_DIRECTION_. Transcribe all of the rows below word for word, leaving out the pictures.

begin RECORDS FOR THIS EXERCISE

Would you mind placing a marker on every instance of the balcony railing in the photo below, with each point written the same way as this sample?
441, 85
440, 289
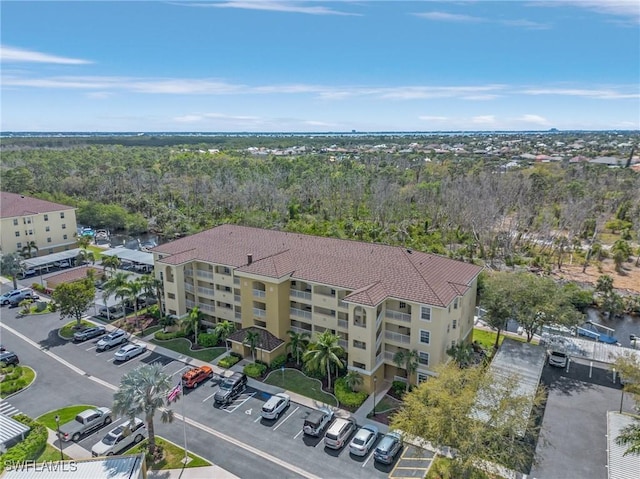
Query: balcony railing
399, 338
398, 316
296, 293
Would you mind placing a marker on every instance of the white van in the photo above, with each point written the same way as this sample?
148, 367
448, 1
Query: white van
339, 432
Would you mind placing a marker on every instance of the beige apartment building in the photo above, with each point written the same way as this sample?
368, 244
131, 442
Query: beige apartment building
25, 221
378, 299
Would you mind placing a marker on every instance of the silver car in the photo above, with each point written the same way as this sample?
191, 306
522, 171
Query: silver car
361, 443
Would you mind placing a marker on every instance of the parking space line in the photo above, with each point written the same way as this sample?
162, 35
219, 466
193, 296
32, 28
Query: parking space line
282, 422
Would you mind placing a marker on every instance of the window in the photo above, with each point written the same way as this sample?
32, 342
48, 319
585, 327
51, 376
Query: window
423, 358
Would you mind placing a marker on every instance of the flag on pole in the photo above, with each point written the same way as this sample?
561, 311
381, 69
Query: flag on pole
174, 393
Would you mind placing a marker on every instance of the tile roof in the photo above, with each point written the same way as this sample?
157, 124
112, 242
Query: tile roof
373, 271
267, 341
12, 205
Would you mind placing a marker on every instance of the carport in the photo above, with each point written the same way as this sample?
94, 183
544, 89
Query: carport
11, 432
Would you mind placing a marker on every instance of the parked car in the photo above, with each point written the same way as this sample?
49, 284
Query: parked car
388, 448
120, 438
339, 432
275, 405
196, 375
114, 338
89, 333
317, 421
8, 358
86, 421
130, 351
230, 389
363, 440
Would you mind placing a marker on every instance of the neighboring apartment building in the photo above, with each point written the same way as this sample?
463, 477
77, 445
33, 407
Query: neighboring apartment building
25, 221
378, 299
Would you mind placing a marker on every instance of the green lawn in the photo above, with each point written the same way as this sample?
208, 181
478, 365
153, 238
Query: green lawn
173, 456
10, 386
183, 346
297, 382
66, 414
68, 329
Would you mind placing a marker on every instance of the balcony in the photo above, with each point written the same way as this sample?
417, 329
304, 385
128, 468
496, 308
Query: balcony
300, 294
398, 316
397, 337
300, 313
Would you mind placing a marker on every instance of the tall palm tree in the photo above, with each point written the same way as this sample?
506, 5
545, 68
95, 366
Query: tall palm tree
223, 330
407, 360
298, 343
191, 323
143, 391
251, 339
324, 353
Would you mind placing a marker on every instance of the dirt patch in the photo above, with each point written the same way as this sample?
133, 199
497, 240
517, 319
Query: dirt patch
629, 281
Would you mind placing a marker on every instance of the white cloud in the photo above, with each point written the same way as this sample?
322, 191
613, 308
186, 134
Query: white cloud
19, 55
272, 6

end RECORDS FOR THIS EXERCISE

_WRITTEN RESPONSE_.
Would you mind placing a marker on every instance of the balcony railing in the photo below, with each point written the same way as this sample?
441, 85
440, 289
Query: balcony railing
399, 338
398, 316
296, 293
Would you mind placing a marker on every instance of the white van in the photo above, with each point written the same way as this sample?
148, 367
448, 1
Query: white van
339, 432
Would you mind placing a marker on every instance of the beige apartment building in the photo above, with each point written the same way as this sample?
368, 244
131, 442
Query: beige apartment building
25, 221
378, 299
Would you mind placing a marker on every instance of the silver car in the photo above, with each point written the same way as this sample?
191, 306
522, 171
Query: silver car
361, 443
Would you mind placing a marker on every instance of the parking space line in the photo above, with each point written the same way as this sample?
162, 35
219, 466
193, 296
32, 28
Query: parking space line
282, 422
Would you mind placing a marker on every instance of the window in the photo above, with each point written the same way as this sample?
32, 342
48, 319
585, 327
51, 376
Query: window
423, 358
Would you mind placing a marker on every instance of the flag on pole in the photo above, with each point written the same way as this sample?
561, 311
381, 69
Query: flag on pole
174, 393
Would you mind placing a marker on every instance of the tile roof in the photo above, with each point written the same way as this sample?
157, 124
112, 242
Query: tile roof
373, 271
267, 341
12, 205
Would you mind placing a marker on every instance of the carport in the photo above, with each point written the same way as this sample?
94, 183
544, 89
Query: carport
11, 432
Would you mind placing a marker on every instance of the parked car in the photo above, with each point written the same way as this sample?
49, 284
Query: parked car
388, 448
120, 438
339, 432
275, 405
196, 375
114, 338
89, 333
317, 421
8, 358
86, 421
130, 351
230, 389
363, 440
Would you mind placing a marker on every instance of the neighboring apartment building in the photo above, with each point written the same way as this sample?
463, 477
77, 445
33, 407
Query: neighboring apartment building
25, 221
378, 299
Would you mind placing a marker on every instance of the green lawn in the photo above, with each point written the same way as this sample?
208, 181
478, 365
153, 238
Query: green lawn
173, 456
10, 386
183, 346
297, 382
66, 414
68, 329
Would you mind placing a marker on every instance of the balcony in the photo above, with each point written the same way as this sample?
417, 329
304, 385
128, 468
496, 308
Query: balcony
300, 294
398, 316
397, 337
300, 313
Would you mind placing a marker on every instance of the tall palm tree in the photo above, with each point written the same way as this sample?
506, 5
545, 68
95, 366
Query: tall palm tree
223, 330
407, 360
298, 343
191, 323
143, 391
251, 339
324, 353
Would you mind placing a marker on every instance of the dirt patch in the photo above, with each point written the same way as this sample?
133, 199
497, 240
517, 319
Query: dirt patch
629, 281
Would you mind placing a marker on every instance of the white cloud in the photo above, with each point written the same way as this sample?
322, 191
613, 308
186, 134
Query: white cloud
19, 55
272, 6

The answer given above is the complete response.